Lay out the lines of the entries below as a numbered list, leaving out blank lines and the pictures.

┌─ Material

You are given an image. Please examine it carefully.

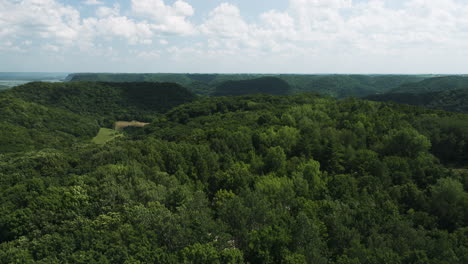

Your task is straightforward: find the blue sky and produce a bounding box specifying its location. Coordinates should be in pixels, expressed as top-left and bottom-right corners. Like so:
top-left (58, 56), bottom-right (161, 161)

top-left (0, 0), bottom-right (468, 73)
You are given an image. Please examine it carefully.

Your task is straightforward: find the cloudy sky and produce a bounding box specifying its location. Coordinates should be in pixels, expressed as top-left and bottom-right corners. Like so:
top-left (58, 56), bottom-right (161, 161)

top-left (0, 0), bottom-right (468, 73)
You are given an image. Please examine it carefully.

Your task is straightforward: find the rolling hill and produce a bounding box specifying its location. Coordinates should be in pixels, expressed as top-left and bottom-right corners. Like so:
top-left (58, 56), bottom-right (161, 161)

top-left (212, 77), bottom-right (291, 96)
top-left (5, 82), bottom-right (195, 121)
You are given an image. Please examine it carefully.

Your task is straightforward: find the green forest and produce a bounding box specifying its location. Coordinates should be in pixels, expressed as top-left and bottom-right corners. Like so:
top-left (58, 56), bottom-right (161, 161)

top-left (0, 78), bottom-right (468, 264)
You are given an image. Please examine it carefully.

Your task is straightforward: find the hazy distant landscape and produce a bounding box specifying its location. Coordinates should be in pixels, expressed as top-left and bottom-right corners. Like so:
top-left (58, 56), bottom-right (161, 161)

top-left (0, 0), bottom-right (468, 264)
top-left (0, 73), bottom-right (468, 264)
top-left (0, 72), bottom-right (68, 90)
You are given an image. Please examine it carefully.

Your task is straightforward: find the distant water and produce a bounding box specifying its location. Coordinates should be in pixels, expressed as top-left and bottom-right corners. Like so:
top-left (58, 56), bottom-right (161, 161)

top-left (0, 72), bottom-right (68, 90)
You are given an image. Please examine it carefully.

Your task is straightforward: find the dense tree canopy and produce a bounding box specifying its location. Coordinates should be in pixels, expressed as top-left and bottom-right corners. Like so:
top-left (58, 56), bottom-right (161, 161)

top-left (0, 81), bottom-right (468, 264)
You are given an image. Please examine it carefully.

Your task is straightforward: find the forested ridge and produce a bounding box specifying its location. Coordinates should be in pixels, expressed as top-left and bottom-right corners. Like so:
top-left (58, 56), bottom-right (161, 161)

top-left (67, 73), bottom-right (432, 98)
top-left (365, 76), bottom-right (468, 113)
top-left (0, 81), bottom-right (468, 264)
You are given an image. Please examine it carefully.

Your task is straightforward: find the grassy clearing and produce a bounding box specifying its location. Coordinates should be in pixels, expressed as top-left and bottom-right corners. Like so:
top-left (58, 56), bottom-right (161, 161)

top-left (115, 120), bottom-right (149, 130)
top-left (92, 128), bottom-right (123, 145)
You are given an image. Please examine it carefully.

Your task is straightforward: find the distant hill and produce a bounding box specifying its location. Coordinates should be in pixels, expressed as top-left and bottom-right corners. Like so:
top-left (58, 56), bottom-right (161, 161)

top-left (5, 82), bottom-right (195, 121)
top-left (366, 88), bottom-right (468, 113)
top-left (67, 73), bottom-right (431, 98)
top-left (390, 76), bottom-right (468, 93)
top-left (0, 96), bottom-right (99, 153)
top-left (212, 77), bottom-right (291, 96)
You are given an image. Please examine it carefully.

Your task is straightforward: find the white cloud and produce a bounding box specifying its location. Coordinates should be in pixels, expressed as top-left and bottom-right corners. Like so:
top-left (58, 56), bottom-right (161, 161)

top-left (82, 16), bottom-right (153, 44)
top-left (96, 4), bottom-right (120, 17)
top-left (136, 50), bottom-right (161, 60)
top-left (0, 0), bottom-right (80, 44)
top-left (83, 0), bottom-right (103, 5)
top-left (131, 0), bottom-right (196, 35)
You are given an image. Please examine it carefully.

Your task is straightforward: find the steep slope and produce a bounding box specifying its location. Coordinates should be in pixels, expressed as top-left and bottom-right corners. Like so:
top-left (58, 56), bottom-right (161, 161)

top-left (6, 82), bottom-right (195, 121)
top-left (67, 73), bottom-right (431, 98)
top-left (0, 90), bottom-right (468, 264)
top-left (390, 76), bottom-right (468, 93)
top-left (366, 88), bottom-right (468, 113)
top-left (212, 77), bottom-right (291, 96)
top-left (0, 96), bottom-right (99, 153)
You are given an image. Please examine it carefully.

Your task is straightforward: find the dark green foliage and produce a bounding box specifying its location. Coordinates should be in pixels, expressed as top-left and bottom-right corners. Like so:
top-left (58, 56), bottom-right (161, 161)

└─

__Finished task__:
1. You are given an image. Please examine it carefully.
2. Your task is straightforward: find the blue sky and produce a bounding box specifying its location. Coordinates should be in pixels, expressed as top-left and bottom-right corners. Like so:
3. top-left (58, 56), bottom-right (161, 161)
4. top-left (0, 0), bottom-right (468, 73)
5. You are given an image. Please examine it carefully.
6. Your task is straightforward: find the cloudy sky and produce a bounding box specifying its location. Coordinates should be in pixels, expressed as top-left and bottom-right corners. Like so:
7. top-left (58, 56), bottom-right (161, 161)
8. top-left (0, 0), bottom-right (468, 73)
9. You are given an image. Please examine it carefully.
10. Your task is straightforward: find the rolling hill and produce a bounding box specifying its location. Coordinates should be in pixels, expressed as top-left and bottom-right corners. Like so:
11. top-left (58, 56), bottom-right (161, 161)
12. top-left (212, 77), bottom-right (291, 96)
13. top-left (5, 82), bottom-right (195, 121)
14. You are given an image. Please examine it carefully.
15. Your task is straightforward: find the green forest and produce a bounding box specifying its location. Coordinates should be in pixels, expressed as top-left and bottom-right corners. Like so:
16. top-left (58, 56), bottom-right (161, 161)
17. top-left (0, 78), bottom-right (468, 264)
18. You are given an image. Please examine it carefully.
19. Your task is straightforward: find the hazy distant landscape and produce a bounding box specifying its location. Coordinates should be in pixels, expressed as top-left and bottom-right corners. Like so:
20. top-left (58, 56), bottom-right (161, 161)
21. top-left (0, 0), bottom-right (468, 264)
22. top-left (0, 73), bottom-right (468, 264)
23. top-left (0, 72), bottom-right (68, 90)
24. You are given an image. Please examine it carefully.
25. Your task is straightforward: find the distant water and produce a bounding box specifying its location. Coordinates should be in pixels, expressed as top-left and bottom-right corners. Like so:
26. top-left (58, 56), bottom-right (161, 161)
27. top-left (0, 72), bottom-right (68, 90)
28. You are given an image. Please examine it carefully.
29. Your task is straightforward: find the dense tree canopy and produce a bounding box specifying its location. Coordinates should be in pixels, expressed as top-left and bottom-right corners. Like so:
30. top-left (58, 56), bottom-right (161, 161)
31. top-left (0, 81), bottom-right (468, 264)
32. You are given an image. Please examine it carefully.
33. Your task is straightforward: find the forested ridge and produce a bounding box specifying its location. Coordinates should be in pixels, expressed as top-left and bottom-right corners. Like so:
34. top-left (58, 56), bottom-right (161, 161)
35. top-left (67, 73), bottom-right (432, 98)
36. top-left (365, 76), bottom-right (468, 113)
37. top-left (0, 81), bottom-right (468, 264)
38. You are given an image. Please examine it carefully.
39. Your task is straightforward: find the grassy clearing and produce a bounding box specifying its location. Coordinates should be in pixels, expressed as top-left and bottom-right corners. Like so:
40. top-left (58, 56), bottom-right (161, 161)
41. top-left (115, 120), bottom-right (149, 130)
42. top-left (92, 128), bottom-right (123, 145)
43. You are given an image. Please examine it carefully.
44. Your task is straightforward: find the distant hill and produce a bounding box specifying its location. Coordinates should be in pixels, expressed as top-left and bottom-right corners. Like so:
45. top-left (58, 56), bottom-right (161, 161)
46. top-left (5, 82), bottom-right (195, 121)
47. top-left (366, 88), bottom-right (468, 113)
48. top-left (67, 73), bottom-right (431, 98)
49. top-left (390, 76), bottom-right (468, 93)
50. top-left (0, 96), bottom-right (99, 153)
51. top-left (212, 77), bottom-right (291, 96)
52. You are given an image. Please examine it carefully.
53. Your task is straightforward: find the white cloud and produce a bounding box specifying its location. Coordinates should be in pixels, expressed as top-left and bottom-right corners. Like so:
54. top-left (58, 56), bottom-right (161, 161)
55. top-left (82, 16), bottom-right (153, 44)
56. top-left (96, 4), bottom-right (120, 17)
57. top-left (136, 50), bottom-right (161, 60)
58. top-left (0, 0), bottom-right (80, 44)
59. top-left (83, 0), bottom-right (103, 5)
60. top-left (131, 0), bottom-right (196, 35)
61. You are given an image. Please examine it carefully.
62. Your task is straightforward: find the steep slope and produce a bounding box specifying its location. Coordinates should be in pixels, expressed as top-left and bottom-right corners. Like so:
63. top-left (58, 56), bottom-right (161, 161)
64. top-left (6, 82), bottom-right (195, 121)
65. top-left (67, 73), bottom-right (431, 98)
66. top-left (0, 90), bottom-right (468, 264)
67. top-left (390, 76), bottom-right (468, 93)
68. top-left (366, 88), bottom-right (468, 113)
69. top-left (212, 77), bottom-right (291, 96)
70. top-left (0, 96), bottom-right (99, 153)
71. You are given an image. Please examine it carefully.
72. Your task is straightforward: find the dark green foliage and produce a bounding box specifying its location. Coordinates should be in pixels, expressed as top-left and bottom-right corners. Like so:
73. top-left (58, 56), bottom-right (161, 161)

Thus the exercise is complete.